Supplied material:
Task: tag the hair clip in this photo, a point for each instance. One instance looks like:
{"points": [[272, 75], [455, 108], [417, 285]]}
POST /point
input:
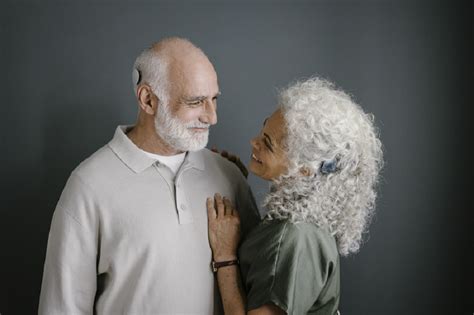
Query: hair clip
{"points": [[328, 166]]}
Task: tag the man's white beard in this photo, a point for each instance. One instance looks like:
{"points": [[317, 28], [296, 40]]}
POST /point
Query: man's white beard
{"points": [[178, 134]]}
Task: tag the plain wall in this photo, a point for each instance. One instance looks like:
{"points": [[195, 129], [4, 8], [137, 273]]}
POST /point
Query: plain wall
{"points": [[66, 85]]}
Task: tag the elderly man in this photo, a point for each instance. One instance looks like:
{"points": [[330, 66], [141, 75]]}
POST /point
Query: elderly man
{"points": [[129, 233]]}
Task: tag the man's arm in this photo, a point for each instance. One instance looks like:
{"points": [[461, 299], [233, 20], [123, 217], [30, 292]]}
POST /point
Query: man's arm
{"points": [[69, 277]]}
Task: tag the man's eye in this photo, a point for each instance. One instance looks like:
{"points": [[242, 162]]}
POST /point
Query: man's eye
{"points": [[268, 144]]}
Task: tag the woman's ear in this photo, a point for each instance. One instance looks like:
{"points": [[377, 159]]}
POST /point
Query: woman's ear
{"points": [[147, 100], [305, 171]]}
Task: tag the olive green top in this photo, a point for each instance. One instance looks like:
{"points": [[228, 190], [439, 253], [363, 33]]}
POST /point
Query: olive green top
{"points": [[292, 265]]}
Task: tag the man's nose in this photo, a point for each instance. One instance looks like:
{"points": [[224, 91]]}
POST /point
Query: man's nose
{"points": [[210, 114]]}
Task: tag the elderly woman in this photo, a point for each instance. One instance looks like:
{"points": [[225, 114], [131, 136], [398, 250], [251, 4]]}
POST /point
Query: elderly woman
{"points": [[322, 155]]}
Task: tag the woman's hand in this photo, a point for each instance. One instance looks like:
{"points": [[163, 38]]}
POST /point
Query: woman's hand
{"points": [[234, 159], [224, 228]]}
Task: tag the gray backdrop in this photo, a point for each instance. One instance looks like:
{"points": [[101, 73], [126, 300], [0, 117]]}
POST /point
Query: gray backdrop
{"points": [[66, 84]]}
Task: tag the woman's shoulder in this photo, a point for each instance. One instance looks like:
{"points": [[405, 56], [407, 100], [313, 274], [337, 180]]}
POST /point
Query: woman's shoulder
{"points": [[304, 236]]}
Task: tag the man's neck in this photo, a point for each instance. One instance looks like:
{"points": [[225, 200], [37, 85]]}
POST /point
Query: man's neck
{"points": [[148, 140]]}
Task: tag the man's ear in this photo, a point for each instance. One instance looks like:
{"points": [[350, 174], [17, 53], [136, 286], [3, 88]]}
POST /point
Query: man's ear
{"points": [[147, 100]]}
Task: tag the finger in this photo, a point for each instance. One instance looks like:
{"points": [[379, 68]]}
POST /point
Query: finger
{"points": [[211, 210], [228, 206], [220, 206]]}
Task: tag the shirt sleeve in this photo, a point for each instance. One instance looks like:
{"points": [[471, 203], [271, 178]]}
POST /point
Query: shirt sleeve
{"points": [[290, 273], [69, 277]]}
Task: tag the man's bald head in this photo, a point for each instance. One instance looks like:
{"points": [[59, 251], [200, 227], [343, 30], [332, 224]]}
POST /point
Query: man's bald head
{"points": [[177, 89], [166, 62]]}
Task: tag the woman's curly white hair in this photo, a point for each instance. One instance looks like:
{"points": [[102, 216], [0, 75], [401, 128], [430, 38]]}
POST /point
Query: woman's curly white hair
{"points": [[324, 125]]}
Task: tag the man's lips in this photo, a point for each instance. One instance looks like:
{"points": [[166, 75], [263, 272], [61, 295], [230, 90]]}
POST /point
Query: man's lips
{"points": [[254, 157]]}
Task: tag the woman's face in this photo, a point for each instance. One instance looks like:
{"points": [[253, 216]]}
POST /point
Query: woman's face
{"points": [[269, 159]]}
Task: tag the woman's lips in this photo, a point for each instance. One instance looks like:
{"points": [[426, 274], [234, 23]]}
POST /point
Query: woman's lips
{"points": [[254, 157]]}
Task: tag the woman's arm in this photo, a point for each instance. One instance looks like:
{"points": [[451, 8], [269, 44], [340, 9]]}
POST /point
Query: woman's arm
{"points": [[224, 236]]}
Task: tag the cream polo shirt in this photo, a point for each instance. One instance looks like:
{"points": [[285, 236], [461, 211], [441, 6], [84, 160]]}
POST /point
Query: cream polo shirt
{"points": [[126, 238]]}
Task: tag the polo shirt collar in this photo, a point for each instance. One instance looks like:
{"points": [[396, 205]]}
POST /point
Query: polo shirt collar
{"points": [[136, 160]]}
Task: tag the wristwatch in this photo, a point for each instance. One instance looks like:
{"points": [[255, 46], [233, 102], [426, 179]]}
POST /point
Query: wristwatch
{"points": [[218, 264]]}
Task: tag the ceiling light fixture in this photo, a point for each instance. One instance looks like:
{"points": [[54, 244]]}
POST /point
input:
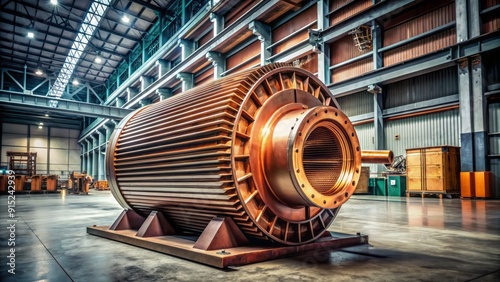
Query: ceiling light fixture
{"points": [[98, 58], [94, 15]]}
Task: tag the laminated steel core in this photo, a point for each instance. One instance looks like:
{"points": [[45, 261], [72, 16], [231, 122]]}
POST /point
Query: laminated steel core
{"points": [[267, 147]]}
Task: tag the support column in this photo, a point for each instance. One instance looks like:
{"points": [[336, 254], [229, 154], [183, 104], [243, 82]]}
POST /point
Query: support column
{"points": [[131, 92], [187, 48], [461, 20], [163, 67], [466, 140], [164, 93], [145, 82], [100, 156], [322, 49], [377, 44], [120, 101], [474, 18], [89, 156], [378, 120], [83, 164], [187, 80], [94, 166], [479, 113], [263, 32], [218, 61], [218, 23], [473, 112]]}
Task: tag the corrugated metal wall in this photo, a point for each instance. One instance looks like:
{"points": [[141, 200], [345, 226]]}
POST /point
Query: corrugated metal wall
{"points": [[415, 26], [57, 152], [356, 104], [347, 8], [491, 21], [238, 9], [352, 70], [420, 47], [291, 26], [442, 128], [419, 24], [494, 127], [247, 54], [343, 50], [204, 76], [421, 88]]}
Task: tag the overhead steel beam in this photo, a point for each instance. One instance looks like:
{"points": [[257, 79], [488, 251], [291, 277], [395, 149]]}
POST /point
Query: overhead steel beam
{"points": [[50, 24], [77, 21], [53, 52], [428, 63], [149, 6], [48, 32], [416, 107], [374, 12], [30, 102], [199, 54]]}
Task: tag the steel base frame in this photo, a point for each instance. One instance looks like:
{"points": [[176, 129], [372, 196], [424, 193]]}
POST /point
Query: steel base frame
{"points": [[188, 247]]}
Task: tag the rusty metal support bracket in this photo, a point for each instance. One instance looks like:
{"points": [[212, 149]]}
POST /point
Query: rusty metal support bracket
{"points": [[128, 219], [155, 225], [221, 233]]}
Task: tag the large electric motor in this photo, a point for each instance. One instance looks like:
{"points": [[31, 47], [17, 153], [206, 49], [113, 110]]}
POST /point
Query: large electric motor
{"points": [[267, 147]]}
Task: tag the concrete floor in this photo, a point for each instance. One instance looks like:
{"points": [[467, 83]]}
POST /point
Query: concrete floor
{"points": [[411, 239]]}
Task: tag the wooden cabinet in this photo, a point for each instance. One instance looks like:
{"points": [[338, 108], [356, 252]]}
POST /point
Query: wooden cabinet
{"points": [[433, 169]]}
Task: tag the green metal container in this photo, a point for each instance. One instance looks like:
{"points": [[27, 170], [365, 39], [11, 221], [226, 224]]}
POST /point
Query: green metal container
{"points": [[380, 188], [396, 185]]}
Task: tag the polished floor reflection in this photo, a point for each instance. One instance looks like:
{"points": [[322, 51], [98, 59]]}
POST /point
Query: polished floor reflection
{"points": [[411, 239]]}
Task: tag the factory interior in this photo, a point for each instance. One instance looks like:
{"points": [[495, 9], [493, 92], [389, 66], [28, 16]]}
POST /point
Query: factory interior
{"points": [[269, 140]]}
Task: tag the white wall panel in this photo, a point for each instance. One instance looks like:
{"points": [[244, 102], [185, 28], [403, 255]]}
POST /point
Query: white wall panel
{"points": [[59, 132], [435, 129], [41, 155], [74, 157], [15, 128], [73, 144], [35, 131], [59, 143], [74, 133], [58, 156], [14, 139]]}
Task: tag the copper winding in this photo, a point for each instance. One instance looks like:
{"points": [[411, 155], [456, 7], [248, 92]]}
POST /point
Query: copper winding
{"points": [[267, 147]]}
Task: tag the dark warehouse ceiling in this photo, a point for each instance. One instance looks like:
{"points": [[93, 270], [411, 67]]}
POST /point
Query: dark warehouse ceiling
{"points": [[55, 28]]}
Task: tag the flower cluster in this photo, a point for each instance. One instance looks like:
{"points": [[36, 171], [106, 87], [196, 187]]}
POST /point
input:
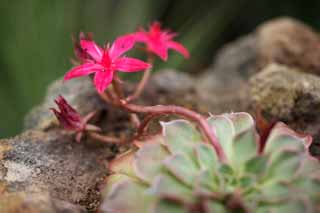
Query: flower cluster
{"points": [[103, 62]]}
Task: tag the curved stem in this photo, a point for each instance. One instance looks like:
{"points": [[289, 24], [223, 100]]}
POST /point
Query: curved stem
{"points": [[186, 113], [143, 82], [104, 138], [144, 125]]}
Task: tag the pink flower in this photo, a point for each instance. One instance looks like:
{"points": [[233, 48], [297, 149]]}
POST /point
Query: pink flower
{"points": [[104, 62], [80, 53], [159, 41], [70, 119]]}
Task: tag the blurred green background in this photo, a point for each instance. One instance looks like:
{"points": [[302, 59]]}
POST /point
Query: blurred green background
{"points": [[36, 45]]}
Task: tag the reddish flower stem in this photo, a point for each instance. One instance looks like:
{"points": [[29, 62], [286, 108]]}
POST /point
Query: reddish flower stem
{"points": [[104, 138], [144, 125], [143, 81], [186, 113]]}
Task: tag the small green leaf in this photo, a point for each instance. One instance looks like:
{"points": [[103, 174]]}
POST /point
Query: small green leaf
{"points": [[224, 131], [167, 186], [275, 191], [125, 197], [212, 206], [309, 186], [168, 206], [226, 169], [148, 161], [245, 147], [257, 165], [242, 121], [206, 183], [182, 167], [180, 136], [283, 165], [206, 157], [245, 182], [281, 137], [123, 164]]}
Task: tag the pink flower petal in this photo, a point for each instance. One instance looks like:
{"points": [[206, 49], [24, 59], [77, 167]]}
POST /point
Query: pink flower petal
{"points": [[81, 70], [179, 48], [126, 64], [141, 36], [92, 49], [102, 79], [121, 45], [159, 49]]}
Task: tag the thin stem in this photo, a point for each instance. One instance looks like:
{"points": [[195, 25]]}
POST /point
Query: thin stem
{"points": [[135, 120], [186, 113], [143, 81], [104, 138], [144, 125], [117, 87]]}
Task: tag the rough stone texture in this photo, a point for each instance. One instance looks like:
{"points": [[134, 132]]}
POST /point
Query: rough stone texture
{"points": [[35, 203], [224, 85], [289, 95], [52, 162], [289, 42]]}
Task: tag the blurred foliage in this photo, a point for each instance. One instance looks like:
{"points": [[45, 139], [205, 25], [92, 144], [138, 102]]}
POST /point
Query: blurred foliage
{"points": [[36, 47]]}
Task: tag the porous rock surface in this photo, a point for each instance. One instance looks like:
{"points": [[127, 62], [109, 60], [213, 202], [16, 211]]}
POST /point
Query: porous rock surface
{"points": [[290, 95]]}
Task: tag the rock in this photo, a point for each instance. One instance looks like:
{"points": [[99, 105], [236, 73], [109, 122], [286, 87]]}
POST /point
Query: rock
{"points": [[289, 42], [35, 203], [289, 95], [224, 85], [52, 162]]}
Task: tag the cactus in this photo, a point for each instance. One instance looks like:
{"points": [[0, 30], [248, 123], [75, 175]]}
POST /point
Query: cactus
{"points": [[178, 172]]}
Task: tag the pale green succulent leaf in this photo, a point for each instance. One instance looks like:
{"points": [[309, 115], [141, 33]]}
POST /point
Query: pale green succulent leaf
{"points": [[167, 186], [123, 164], [245, 147], [309, 187], [148, 161], [206, 157], [242, 121], [274, 192], [257, 165], [207, 183], [225, 132], [283, 165], [284, 207], [212, 206], [168, 206], [125, 197], [281, 137], [180, 136], [182, 167]]}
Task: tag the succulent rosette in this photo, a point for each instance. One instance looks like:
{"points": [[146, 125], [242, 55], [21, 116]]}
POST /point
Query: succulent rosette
{"points": [[178, 171]]}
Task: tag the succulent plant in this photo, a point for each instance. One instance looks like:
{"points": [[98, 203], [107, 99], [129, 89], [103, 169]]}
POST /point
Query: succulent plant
{"points": [[178, 171]]}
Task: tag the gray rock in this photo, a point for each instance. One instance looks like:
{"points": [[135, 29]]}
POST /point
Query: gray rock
{"points": [[35, 203], [52, 162], [289, 42], [289, 95]]}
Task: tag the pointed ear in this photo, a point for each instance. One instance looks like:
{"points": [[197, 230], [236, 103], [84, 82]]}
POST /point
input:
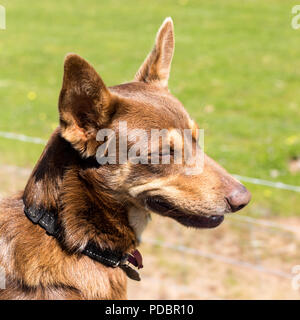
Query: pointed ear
{"points": [[85, 104], [156, 67]]}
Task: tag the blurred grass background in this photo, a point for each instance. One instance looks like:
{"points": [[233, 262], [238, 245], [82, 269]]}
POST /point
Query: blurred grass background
{"points": [[236, 69]]}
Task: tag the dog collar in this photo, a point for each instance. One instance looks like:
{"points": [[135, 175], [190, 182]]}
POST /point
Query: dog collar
{"points": [[48, 221]]}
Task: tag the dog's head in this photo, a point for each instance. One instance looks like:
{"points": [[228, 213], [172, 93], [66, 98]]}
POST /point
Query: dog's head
{"points": [[196, 194]]}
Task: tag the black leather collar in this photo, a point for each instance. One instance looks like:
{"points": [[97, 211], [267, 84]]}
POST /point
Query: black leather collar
{"points": [[48, 221]]}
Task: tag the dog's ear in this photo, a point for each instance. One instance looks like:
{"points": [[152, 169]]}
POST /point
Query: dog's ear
{"points": [[85, 104], [156, 67]]}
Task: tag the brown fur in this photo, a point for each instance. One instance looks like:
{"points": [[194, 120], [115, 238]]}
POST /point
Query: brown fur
{"points": [[102, 203]]}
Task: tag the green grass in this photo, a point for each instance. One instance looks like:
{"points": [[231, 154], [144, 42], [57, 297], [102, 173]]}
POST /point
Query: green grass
{"points": [[241, 57]]}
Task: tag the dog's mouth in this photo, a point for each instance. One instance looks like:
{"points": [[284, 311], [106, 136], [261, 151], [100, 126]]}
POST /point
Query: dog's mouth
{"points": [[164, 207]]}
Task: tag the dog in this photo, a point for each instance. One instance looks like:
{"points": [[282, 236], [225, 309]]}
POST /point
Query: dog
{"points": [[74, 230]]}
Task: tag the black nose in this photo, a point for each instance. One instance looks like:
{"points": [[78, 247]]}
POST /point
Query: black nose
{"points": [[238, 198]]}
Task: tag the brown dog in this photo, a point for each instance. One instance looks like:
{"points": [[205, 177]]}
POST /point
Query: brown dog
{"points": [[94, 213]]}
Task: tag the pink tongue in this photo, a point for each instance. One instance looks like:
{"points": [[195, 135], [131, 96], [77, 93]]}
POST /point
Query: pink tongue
{"points": [[136, 259]]}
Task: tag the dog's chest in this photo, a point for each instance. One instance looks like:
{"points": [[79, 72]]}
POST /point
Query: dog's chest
{"points": [[138, 220]]}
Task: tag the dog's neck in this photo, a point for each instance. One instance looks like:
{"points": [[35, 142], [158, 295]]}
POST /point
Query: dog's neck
{"points": [[64, 183]]}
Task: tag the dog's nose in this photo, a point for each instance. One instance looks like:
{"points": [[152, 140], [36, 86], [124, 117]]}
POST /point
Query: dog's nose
{"points": [[238, 198]]}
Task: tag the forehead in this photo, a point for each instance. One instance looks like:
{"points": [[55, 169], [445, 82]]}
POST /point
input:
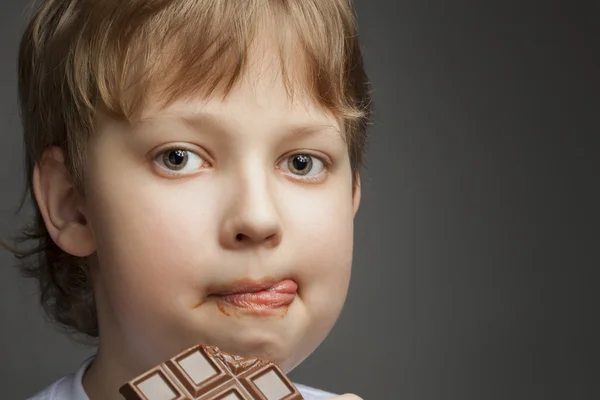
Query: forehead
{"points": [[260, 93]]}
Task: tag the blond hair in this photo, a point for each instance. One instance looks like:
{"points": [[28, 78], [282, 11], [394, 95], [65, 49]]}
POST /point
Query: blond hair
{"points": [[79, 55]]}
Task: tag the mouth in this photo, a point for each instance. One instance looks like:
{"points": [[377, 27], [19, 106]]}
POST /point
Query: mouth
{"points": [[257, 295]]}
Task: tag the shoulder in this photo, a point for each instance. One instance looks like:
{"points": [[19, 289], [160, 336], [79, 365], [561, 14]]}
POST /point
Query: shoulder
{"points": [[66, 388], [52, 392], [310, 393]]}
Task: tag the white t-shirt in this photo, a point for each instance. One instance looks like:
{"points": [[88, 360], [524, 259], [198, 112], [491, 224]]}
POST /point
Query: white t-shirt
{"points": [[70, 387]]}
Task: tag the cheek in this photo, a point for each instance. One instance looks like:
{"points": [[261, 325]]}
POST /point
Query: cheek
{"points": [[322, 243], [146, 240]]}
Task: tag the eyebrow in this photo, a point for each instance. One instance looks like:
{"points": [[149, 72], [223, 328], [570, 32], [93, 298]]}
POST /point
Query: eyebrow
{"points": [[206, 121]]}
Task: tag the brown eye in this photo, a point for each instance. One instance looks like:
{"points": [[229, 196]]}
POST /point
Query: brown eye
{"points": [[300, 164], [175, 159], [179, 161]]}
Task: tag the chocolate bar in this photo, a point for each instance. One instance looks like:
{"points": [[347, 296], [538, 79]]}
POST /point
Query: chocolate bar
{"points": [[207, 373]]}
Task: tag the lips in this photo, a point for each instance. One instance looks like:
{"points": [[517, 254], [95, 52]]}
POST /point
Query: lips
{"points": [[257, 295]]}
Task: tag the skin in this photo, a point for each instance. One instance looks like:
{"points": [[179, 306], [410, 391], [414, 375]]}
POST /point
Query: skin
{"points": [[161, 239]]}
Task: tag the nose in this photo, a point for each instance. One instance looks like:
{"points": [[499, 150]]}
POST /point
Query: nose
{"points": [[252, 218]]}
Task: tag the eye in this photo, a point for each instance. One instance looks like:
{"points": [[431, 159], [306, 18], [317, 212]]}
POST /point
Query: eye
{"points": [[304, 167], [179, 161]]}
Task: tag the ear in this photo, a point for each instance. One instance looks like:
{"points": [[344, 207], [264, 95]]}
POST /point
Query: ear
{"points": [[61, 205], [356, 193]]}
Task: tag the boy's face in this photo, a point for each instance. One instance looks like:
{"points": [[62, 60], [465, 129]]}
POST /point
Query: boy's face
{"points": [[207, 198]]}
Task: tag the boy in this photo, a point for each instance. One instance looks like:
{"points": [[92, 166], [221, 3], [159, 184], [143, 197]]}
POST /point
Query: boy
{"points": [[194, 165]]}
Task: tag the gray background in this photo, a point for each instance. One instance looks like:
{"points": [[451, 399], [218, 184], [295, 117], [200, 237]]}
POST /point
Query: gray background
{"points": [[477, 240]]}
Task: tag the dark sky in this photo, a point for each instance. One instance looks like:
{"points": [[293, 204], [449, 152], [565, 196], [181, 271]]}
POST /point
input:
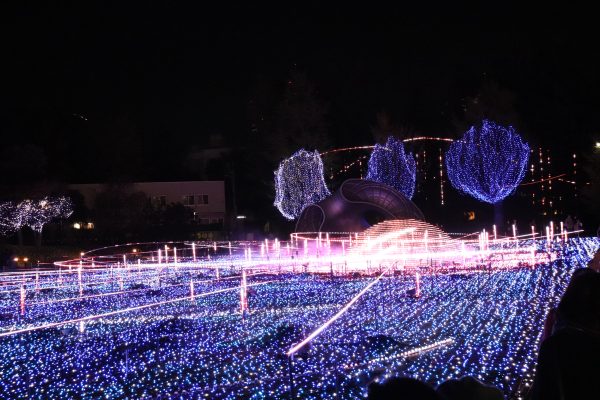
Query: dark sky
{"points": [[174, 73]]}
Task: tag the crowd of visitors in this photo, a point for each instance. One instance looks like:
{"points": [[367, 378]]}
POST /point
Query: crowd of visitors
{"points": [[568, 365]]}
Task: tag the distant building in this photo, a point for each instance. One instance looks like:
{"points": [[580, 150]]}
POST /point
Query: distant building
{"points": [[205, 198]]}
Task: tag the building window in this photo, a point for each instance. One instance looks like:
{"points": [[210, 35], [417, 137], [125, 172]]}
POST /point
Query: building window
{"points": [[188, 200], [202, 199], [159, 201]]}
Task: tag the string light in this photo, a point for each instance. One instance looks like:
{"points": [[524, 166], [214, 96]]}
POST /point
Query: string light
{"points": [[488, 162], [33, 213], [299, 182], [392, 166]]}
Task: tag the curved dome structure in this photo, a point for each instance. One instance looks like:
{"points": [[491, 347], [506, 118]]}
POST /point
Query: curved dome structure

Task objective:
In the data above, start at the line that has "Task: tag the white t-shirt", stop after the line that has "Task: tag the eyebrow", and print every line in between exactly as it stands.

Answer to this problem:
Task: tag the white t-shirt in this photo, a point for each instance. One instance looks like:
{"points": [[88, 360], [524, 259], [198, 112], [491, 224]]}
POST /point
Query: white t-shirt
{"points": [[70, 387]]}
Task: tag the cheek in this photo, a point for each instance. One instance looks like:
{"points": [[261, 325]]}
POST /point
Query: cheek
{"points": [[322, 243], [146, 240]]}
Task: tag the eyebrow in this photo, a point for each instance. One instance looks like:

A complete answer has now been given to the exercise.